__Цель задания__.
Перепишите без изменений часть текста о русских в Белграде от слов «Очень много русских» до слов «части в России[40].».

__Отрывок для чтения__.
* * * * *
В Белграде был широко известен воронежец Александр Михайлович Вольпин (1887 г. р.). В 1910 г. после окончания Харьковского университета вступил в ряды московской адвокатуры в качестве помощника присяжного поверенного. В 1916 г. принят в присяжные поверенные округа Московской судебной палаты. В апреле 1919 г. прибыл в Белград. С сентября 1920 г. занялся адвокатской практикой в качестве стажера. В 1929 г. после сдачи адвокатско-судейского экзамена зачислен адвокатом с правом открытия своего кабинета в Белграде (ул. Балканская,  6)[37].

Очень много русских сумело найти работу в Военно-географическом институте. К 1929 г. там служило  до 85 человек русских[38]. Напомню, что  строителем здания  института был русский военный инженер Х.А. Виноградов[39]. Сравнительно неплохой  складывалась  ситуация  с приисканием службы для русских офицеров, особенно при военном министре Хаджиче, выпускнике Николаевской Академии генштаба, бывшем начальнике воевавшей с большевиками Сербской добровольческой воинской части в России[40].
* * * * *
(Записи коллекции)

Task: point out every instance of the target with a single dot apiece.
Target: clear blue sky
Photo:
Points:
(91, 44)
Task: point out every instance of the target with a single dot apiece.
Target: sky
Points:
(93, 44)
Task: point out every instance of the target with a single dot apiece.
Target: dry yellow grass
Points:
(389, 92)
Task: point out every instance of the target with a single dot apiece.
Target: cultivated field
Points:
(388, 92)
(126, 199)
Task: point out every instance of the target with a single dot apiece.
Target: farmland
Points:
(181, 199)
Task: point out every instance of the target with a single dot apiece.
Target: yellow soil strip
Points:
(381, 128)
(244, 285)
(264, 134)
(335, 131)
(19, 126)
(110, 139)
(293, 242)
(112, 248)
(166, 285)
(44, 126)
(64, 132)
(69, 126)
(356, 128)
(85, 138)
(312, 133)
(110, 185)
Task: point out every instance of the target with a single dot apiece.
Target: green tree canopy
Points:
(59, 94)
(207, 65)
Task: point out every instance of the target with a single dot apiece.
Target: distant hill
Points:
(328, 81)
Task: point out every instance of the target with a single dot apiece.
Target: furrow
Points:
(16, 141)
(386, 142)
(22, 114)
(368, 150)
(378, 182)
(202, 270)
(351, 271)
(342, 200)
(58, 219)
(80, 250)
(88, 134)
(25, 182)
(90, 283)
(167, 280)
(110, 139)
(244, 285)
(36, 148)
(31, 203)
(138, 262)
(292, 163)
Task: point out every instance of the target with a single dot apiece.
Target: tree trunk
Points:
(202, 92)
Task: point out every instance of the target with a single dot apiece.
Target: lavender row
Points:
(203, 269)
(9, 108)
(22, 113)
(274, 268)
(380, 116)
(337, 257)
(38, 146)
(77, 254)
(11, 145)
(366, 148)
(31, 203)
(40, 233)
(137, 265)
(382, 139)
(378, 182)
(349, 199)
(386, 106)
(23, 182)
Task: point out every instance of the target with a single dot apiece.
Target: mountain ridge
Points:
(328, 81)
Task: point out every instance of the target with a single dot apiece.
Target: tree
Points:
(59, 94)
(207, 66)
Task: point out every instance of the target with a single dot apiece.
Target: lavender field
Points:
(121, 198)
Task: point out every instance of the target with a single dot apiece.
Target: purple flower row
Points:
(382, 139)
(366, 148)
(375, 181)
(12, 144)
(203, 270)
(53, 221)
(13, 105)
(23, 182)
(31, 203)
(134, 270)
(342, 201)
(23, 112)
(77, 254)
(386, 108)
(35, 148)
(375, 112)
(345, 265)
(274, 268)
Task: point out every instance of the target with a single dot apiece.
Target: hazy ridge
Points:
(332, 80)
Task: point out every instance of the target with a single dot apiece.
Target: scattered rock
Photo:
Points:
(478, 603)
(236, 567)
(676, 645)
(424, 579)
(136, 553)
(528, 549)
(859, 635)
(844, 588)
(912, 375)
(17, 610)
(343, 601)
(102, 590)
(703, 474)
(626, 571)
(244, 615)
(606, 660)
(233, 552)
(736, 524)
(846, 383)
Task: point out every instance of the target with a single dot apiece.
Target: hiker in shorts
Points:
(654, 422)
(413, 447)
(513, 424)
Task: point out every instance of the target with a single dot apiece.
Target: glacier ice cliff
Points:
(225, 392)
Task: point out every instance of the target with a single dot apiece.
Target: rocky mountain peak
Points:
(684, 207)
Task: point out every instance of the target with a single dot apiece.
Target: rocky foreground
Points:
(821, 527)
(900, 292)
* * * * *
__Решение задания__.
Очень много русских сумело найти работу в Военно-географическом институте. К 1929 г. там служило  до 85 человек русских[38]. Напомню, что  строителем здания  института был русский военный инженер Х.А. Виноградов[39]. Сравнительно неплохой  складывалась  ситуация  с приисканием службы для русских офицеров, особенно при военном министре Хаджиче, выпускнике Николаевской Академии генштаба, бывшем начальнике воевавшей с большевиками Сербской добровольческой воинской части в России[40].